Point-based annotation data
= = =
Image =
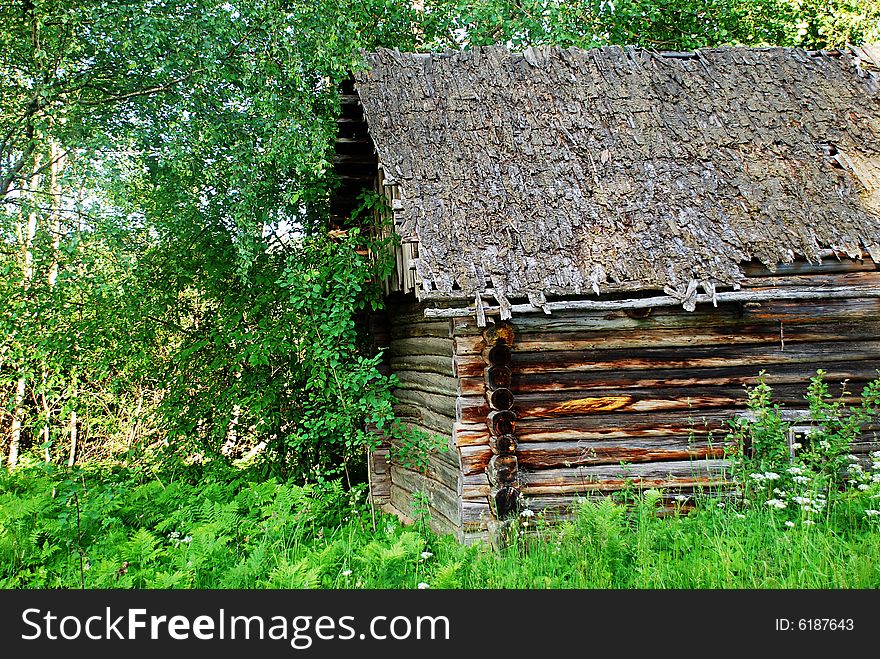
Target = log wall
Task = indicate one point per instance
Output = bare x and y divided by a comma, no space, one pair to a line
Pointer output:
420,355
604,399
588,402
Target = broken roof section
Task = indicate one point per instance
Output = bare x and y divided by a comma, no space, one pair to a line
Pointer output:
559,172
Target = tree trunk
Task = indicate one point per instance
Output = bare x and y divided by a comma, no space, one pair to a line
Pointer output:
15,441
27,237
73,438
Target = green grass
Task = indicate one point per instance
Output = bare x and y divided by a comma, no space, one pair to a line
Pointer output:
138,529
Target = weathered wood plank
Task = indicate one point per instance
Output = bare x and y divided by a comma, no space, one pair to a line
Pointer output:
788,373
797,267
439,496
609,477
709,356
470,434
619,426
474,459
726,314
427,382
747,334
437,403
402,499
657,399
426,345
544,455
474,515
430,421
436,328
757,294
440,364
475,487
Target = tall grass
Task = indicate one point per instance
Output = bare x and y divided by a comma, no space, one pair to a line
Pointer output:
123,529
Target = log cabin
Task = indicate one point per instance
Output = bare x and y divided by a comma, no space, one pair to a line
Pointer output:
600,249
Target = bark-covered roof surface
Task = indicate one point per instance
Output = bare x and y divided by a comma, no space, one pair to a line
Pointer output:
558,171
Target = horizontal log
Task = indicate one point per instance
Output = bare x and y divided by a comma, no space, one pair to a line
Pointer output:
439,497
757,294
610,477
794,373
867,274
726,314
426,345
440,364
546,455
430,421
444,385
750,334
474,459
475,487
438,403
437,329
710,356
471,386
830,263
475,515
618,426
403,500
562,404
470,434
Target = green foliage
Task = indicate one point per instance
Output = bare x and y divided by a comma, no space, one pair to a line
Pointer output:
802,478
114,528
199,303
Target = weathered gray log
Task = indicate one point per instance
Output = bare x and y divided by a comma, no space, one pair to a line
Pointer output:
750,295
610,477
402,499
440,404
439,496
475,487
470,434
427,382
437,329
440,364
420,346
856,372
756,356
474,459
545,455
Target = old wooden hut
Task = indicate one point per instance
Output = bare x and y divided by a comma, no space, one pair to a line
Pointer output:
601,248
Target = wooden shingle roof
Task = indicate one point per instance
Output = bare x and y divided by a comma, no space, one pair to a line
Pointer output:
560,172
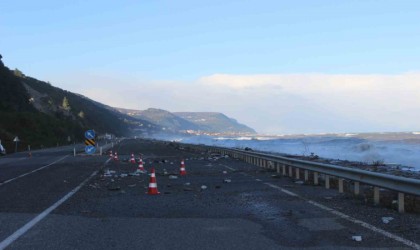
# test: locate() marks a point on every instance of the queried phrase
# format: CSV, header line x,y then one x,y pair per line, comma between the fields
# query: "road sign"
x,y
90,134
90,142
90,149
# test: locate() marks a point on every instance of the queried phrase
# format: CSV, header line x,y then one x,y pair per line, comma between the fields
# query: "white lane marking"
x,y
33,171
281,189
229,168
21,231
351,219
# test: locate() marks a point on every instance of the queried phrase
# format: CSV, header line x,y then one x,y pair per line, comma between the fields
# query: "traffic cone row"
x,y
152,183
141,168
132,159
182,170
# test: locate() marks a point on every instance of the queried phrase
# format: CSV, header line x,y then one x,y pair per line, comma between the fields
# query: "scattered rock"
x,y
387,220
356,238
113,188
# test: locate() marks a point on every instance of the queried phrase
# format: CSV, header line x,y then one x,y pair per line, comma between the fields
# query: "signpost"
x,y
90,142
16,140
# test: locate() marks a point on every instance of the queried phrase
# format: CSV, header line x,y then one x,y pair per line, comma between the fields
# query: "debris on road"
x,y
357,238
387,220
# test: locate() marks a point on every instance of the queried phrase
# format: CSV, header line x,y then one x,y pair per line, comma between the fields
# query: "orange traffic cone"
x,y
132,159
182,170
141,168
152,183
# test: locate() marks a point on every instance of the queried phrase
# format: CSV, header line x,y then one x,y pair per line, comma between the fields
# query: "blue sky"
x,y
182,49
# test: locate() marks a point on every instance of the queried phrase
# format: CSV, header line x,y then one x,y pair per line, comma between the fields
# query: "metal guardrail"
x,y
403,185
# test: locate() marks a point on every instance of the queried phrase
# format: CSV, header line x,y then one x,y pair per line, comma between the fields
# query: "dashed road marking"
x,y
229,168
281,189
21,231
351,219
33,171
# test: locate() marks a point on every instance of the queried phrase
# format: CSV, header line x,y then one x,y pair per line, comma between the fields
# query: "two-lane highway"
x,y
221,203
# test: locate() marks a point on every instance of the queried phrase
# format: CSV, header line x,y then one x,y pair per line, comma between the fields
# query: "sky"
x,y
280,67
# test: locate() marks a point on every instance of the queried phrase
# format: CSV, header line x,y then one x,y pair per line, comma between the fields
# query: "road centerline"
x,y
33,171
21,231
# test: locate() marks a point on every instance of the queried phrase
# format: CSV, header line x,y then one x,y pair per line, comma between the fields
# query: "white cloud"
x,y
289,103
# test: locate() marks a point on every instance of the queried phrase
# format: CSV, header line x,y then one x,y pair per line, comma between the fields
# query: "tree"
x,y
18,73
66,104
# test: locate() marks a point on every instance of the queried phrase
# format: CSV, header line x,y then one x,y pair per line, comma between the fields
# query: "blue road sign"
x,y
90,134
90,149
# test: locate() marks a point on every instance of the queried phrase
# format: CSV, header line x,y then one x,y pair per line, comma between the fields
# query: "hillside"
x,y
43,115
216,122
167,120
190,122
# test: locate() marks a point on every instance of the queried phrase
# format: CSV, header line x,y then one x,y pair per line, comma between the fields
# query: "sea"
x,y
400,149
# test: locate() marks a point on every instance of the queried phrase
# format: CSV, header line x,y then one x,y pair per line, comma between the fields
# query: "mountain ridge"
x,y
191,122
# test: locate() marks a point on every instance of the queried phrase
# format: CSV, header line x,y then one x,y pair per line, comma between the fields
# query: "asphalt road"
x,y
54,200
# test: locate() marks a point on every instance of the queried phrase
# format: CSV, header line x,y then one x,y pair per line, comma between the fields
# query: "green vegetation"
x,y
42,115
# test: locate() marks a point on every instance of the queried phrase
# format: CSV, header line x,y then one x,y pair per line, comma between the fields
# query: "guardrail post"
x,y
356,188
327,181
401,206
340,185
376,195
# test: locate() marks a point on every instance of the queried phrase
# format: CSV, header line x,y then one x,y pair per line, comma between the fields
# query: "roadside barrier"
x,y
312,171
182,170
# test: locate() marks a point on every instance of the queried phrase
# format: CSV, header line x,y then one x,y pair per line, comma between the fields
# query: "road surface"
x,y
54,200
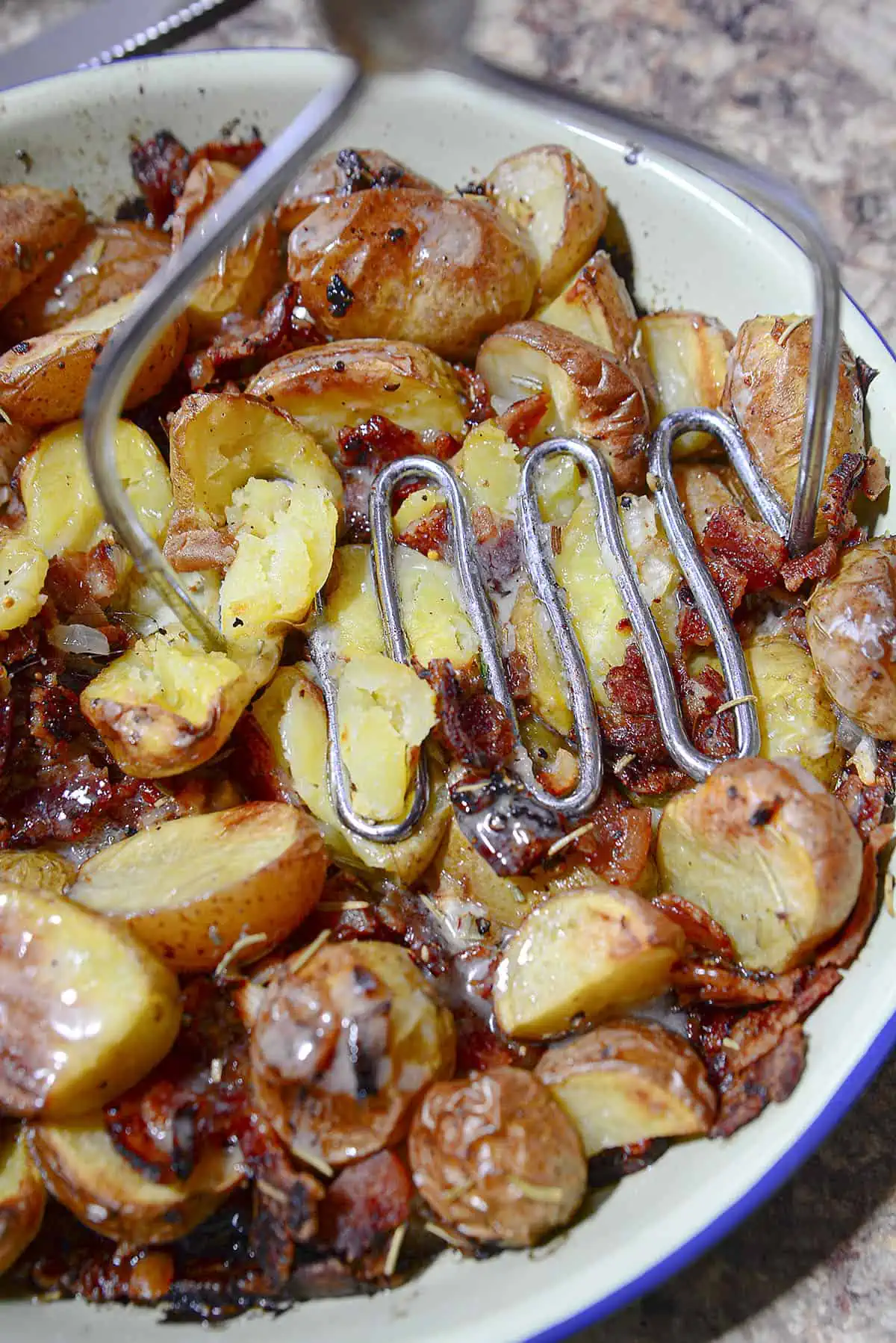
= = =
# Exercise task
List every line in the rows above that contains the string "traffic". Case counts.

# Final answer
# query: "traffic cone row"
# query: "orange traffic cone"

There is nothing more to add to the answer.